*Description of the task*
Please retype everything from the start of the records down to the line containing "of the reflection", including both ends.

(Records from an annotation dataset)

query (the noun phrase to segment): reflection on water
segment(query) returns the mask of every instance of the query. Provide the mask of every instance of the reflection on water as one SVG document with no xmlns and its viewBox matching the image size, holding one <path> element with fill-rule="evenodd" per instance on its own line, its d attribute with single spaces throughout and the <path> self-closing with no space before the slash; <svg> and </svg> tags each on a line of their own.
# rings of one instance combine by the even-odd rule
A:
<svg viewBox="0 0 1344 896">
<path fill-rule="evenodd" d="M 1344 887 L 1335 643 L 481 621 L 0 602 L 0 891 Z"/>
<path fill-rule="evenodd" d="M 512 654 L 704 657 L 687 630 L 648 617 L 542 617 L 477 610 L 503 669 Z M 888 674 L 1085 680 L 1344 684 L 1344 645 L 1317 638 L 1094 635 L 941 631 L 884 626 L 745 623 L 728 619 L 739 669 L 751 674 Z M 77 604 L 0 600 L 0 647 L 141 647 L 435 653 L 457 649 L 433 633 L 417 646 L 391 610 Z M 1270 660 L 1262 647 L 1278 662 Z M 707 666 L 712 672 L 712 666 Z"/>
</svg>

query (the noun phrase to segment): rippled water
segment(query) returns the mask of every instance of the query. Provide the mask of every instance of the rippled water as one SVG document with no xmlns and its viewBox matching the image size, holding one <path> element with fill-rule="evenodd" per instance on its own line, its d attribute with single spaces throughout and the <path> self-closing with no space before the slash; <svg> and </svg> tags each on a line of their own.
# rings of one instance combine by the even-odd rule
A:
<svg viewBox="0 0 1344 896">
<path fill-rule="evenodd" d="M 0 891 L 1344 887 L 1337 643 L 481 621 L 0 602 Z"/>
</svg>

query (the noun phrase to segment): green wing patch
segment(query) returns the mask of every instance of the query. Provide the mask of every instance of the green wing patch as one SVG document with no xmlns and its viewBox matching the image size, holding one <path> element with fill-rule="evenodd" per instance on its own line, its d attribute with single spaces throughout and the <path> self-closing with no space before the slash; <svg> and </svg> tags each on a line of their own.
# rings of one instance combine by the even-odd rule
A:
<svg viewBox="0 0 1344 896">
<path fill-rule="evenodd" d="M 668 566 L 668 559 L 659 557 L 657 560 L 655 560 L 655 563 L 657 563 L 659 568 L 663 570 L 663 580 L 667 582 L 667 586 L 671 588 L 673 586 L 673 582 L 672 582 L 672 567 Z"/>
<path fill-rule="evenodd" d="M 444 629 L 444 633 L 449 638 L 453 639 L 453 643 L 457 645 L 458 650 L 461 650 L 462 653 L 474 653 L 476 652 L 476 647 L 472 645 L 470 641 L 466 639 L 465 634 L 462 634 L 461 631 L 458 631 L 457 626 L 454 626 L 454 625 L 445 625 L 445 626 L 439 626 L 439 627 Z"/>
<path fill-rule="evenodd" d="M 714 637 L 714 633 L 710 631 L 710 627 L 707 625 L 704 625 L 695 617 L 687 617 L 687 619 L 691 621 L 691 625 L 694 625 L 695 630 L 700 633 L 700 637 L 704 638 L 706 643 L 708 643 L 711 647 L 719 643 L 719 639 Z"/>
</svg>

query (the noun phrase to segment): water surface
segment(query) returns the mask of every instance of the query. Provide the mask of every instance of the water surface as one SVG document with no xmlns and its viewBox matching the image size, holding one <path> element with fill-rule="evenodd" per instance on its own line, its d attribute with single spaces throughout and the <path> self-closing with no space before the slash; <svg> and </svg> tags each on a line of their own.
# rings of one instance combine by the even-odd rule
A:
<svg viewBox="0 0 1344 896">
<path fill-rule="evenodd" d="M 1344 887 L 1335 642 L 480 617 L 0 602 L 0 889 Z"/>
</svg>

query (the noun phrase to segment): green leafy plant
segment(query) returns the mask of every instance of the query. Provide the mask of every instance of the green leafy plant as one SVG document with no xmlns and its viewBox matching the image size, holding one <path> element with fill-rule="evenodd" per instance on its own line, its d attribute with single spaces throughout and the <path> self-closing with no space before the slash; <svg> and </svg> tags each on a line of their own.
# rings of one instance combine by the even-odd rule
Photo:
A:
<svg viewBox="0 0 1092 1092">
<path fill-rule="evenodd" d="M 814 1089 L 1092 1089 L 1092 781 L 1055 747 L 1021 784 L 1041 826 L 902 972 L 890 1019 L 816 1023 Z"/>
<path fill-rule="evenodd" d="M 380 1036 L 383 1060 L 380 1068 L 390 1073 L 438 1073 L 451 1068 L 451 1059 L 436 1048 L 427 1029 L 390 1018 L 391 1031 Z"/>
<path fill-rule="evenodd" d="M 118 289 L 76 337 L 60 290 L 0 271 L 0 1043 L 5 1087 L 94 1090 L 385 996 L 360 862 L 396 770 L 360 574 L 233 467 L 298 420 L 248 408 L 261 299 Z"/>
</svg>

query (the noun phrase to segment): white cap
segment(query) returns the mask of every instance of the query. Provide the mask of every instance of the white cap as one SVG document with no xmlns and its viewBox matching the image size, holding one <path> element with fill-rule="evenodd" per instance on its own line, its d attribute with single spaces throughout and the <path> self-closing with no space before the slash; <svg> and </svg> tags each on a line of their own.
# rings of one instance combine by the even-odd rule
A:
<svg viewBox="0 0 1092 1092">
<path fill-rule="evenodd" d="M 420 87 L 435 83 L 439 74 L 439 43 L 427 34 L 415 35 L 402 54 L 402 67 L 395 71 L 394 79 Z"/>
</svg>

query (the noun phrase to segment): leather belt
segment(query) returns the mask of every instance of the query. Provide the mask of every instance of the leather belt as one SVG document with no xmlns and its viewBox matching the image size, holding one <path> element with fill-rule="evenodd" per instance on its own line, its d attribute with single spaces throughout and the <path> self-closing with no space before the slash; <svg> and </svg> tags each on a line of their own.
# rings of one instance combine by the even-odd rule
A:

*Worked answer*
query (the noun phrase to segment): reflection on water
segment(query) returns the mask of every instance of the query. Provide the mask of every instance of the reflection on water as one SVG document with no xmlns and its viewBox matching the image size, holding one <path> element with fill-rule="evenodd" per instance on its own line, its d attribute with single spaces throughout and the <path> self-closing with no space before the slash; <svg> and </svg> tags each on a line of their own.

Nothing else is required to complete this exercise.